*Short exercise 1*
Decide whether each statement agrees with the outboard motor thread. Answer each with yes or no and quote the deciding words from the thread. (a) Compression was the same on both cylinders. (b) The motor is run with a control box. (c) The boat planed at about 2850rpm.

*Quoted passage*
____________________

# first outing w/ 1994 evinrude 25hp-?'s- update



## miketheknife (Jul 31, 2015)

Purchased a E25RER with an 11x9 prop about 2 weeks ago.
Cleaned carb.
new impeller.
new plugs.
sync and link.
compression 118# on both cylinders.
Ran motor in a barrel, started on second pull, smooth idle.
Took it to a local water reservoir for a test run. Had a 12-15 mph wind with a chop. Started and eased out of the n/w zone and ran at about 1800rpm till motor warmed. Boat planed at about 2250rpm and 15mph GPS. 2850 was 19.5mph. At about 3000rpm,the motor started cutting out and the shaft jumped out of the water. I cut the throttle back immediately and the motor idled a little rough for a few second and then smoothed out. I was in 60+ft of water and almost positive I didn't hit anything. Max GPS speed showed 21.9mph.
I tried again slowly. At 2940 rpm, felt some vibration, so I backed off the throttle. As long as I stayed at 20mph or less, everything was great.
This is only the second outboard I have owned. Could it be the wrong prop?
All input will be greatly appreciated,
Mike


----------



## Pappy (Jul 31, 2015)

since you felt a vibration that apparently was not felt before please check the condition of the propeller, Check the prop for a slipped hub. and check the prop shaft for straightness.
If you are using this engine with a control box make sure you are adjusted properly and do not run again until it is adjusted properly. The shift adjustment is critical to clutch dog life. You may have experienced a clutch dog slipping due to this.


----------



## DaleH (Jul 31, 2015)

Not sure what hull you ran it on, but I checked a motor of that year and HP on 2 basic Lund skiffs, using the Turning Point Propeller prop calculator ... for a load of 2 people, 6-gallons fuel and 50-pounds of extra gear and I got propellers higher in pitch.


----------



## miketheknife (Jul 31, 2015)

Pappy, I marked the prop before I took I out and it didn't move. This a tiller motor and it was still in gear after the event. I will check the Prop shaft. I will also check the shift adjustment.
DaleH, the boat is a 1968 Rich Line Guides Choice 15'-8" 235# with 6gal gas, 2 tm batteries, 2 people and about 200# additional weight.
I have done a bit of reading on 25hp since I got this one and the prop seemed a bit lightly pitched.
Mike


----------



## Pappy (Jul 31, 2015)

On the wires coming out of the pack to the coils is there a tan lead there as well?
If so you may be limiting to around the 2500RPM area. Sure it is pumping and cooling?
The fact that it slowed so quickly as to force the shaft out of the water concerns me followed by 
your comment that it idled poorly at first then straightened out. 
Do yourself a favor and check compression again for peace of mind. 

A couple of months ago I had a brand new OEM impeller in my new to me 1957 Johnson 35hp and the first time out it spun the hub in the impeller and 
toasted the powerhead to the point I have to rebuild it. I verified it was pumping before I hit the throttle and 300 yards later......poof.

____________________

*Records to use*
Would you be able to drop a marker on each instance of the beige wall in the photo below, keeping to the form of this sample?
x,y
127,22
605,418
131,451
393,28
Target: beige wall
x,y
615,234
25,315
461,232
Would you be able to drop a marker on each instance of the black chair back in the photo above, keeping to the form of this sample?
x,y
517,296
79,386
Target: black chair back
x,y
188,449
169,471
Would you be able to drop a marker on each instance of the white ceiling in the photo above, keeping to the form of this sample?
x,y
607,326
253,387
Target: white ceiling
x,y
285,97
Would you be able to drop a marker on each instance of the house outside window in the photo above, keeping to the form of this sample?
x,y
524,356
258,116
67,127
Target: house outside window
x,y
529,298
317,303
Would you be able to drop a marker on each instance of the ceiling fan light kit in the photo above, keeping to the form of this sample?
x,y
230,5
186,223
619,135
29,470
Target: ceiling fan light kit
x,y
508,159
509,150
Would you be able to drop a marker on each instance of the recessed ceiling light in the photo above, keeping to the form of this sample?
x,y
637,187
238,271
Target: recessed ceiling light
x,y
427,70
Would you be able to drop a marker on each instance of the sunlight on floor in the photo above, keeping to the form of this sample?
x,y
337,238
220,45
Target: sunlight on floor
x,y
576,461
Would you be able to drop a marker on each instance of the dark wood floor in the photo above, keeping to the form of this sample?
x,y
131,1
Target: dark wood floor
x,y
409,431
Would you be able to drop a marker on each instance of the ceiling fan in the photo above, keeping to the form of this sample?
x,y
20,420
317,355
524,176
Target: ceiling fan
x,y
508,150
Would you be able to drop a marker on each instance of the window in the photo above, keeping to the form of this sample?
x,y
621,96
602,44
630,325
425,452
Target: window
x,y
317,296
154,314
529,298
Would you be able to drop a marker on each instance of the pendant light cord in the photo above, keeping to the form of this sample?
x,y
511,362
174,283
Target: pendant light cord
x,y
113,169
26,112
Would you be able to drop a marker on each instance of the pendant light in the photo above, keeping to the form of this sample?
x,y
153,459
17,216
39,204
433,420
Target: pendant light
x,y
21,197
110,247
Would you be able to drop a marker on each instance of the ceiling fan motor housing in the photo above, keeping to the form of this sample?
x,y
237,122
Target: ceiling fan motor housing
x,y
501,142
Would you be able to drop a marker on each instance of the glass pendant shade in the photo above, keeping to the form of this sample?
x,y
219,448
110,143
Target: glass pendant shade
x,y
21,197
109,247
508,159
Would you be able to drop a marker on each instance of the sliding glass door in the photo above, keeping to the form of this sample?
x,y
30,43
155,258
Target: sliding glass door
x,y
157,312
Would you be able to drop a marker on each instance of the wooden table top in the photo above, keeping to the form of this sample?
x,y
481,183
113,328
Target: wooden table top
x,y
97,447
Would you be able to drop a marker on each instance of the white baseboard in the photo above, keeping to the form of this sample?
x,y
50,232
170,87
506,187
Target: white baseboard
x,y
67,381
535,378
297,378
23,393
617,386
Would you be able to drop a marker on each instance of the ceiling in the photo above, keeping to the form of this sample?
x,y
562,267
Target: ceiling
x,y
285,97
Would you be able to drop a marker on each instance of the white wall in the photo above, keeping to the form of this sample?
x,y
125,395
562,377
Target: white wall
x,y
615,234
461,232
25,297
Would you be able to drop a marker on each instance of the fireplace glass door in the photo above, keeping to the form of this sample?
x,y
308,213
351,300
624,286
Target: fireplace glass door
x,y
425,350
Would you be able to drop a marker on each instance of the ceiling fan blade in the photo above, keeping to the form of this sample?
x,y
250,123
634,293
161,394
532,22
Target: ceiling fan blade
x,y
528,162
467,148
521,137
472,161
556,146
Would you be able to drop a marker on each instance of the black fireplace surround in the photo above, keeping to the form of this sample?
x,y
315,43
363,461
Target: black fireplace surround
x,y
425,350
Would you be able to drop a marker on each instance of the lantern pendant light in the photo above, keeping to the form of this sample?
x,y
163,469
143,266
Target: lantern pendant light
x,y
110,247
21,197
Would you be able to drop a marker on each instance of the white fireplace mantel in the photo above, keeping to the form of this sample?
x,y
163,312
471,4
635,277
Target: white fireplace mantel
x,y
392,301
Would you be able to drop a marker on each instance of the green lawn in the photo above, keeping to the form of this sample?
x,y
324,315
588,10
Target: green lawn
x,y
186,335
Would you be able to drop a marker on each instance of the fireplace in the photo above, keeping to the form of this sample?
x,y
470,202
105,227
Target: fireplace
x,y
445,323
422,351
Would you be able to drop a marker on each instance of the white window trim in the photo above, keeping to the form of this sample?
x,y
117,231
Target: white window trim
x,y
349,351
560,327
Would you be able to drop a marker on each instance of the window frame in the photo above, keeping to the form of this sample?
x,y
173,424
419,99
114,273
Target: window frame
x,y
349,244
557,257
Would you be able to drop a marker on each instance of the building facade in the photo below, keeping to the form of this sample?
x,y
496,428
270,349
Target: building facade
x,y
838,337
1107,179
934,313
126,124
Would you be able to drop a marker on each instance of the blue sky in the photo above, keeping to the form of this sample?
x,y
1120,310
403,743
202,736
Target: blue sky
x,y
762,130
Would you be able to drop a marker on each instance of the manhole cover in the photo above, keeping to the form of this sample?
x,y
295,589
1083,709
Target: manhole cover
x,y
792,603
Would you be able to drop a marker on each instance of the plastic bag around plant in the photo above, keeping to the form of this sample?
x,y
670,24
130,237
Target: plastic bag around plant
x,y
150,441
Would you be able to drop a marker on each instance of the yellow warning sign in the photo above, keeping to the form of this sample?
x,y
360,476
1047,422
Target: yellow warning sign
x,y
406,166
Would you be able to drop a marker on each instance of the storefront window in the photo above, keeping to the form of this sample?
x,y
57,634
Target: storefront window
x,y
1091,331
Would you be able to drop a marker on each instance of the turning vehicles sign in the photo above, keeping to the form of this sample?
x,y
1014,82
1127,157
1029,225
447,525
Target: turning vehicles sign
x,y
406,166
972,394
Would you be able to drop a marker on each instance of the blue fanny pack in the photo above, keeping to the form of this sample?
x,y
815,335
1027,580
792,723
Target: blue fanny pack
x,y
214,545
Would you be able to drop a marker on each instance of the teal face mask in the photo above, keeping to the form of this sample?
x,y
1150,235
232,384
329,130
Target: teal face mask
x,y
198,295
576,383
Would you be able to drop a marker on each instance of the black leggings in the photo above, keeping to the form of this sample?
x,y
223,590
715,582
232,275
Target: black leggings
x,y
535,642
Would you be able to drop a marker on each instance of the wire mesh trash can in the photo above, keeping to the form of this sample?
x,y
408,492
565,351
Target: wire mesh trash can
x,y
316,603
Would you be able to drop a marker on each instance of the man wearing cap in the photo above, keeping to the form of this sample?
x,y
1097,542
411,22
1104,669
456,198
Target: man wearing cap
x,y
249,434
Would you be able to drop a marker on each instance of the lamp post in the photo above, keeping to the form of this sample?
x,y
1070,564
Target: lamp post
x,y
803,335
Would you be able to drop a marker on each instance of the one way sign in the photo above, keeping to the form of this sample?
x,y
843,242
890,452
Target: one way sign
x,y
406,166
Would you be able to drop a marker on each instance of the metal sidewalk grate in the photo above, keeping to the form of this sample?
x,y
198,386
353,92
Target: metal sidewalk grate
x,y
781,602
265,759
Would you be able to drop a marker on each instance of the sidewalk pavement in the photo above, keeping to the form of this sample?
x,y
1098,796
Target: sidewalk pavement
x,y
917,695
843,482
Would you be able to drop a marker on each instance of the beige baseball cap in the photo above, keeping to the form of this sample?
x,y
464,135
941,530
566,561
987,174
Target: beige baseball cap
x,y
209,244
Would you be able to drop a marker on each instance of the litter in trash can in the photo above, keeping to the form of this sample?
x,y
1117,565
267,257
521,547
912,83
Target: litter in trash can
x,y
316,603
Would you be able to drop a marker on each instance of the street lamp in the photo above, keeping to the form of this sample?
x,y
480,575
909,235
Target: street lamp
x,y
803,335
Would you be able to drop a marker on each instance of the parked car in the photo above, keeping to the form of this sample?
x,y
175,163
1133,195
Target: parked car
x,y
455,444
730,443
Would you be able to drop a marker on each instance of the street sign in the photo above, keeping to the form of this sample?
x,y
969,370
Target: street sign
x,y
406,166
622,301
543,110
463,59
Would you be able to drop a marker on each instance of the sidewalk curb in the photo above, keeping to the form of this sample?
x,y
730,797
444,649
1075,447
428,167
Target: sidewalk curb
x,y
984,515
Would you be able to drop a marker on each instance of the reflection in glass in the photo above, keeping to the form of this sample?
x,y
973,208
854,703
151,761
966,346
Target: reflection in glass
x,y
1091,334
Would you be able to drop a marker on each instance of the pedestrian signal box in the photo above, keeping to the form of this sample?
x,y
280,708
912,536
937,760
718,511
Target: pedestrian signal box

____________________

*Short exercise 2*
Pick out every line in the rows above that contains the word "leggings".

*Reply 1*
(a) Yes: "compression 118# on both cylinders."
(b) No: "This a tiller motor and it was still in gear after the event."
(c) No: "Boat planed at about 2250rpm and 15mph GPS."

*Reply 2*
Would you be able to drop a marker on each instance of the black leggings in the photo above, keeping to the form of this sample?
Target: black leggings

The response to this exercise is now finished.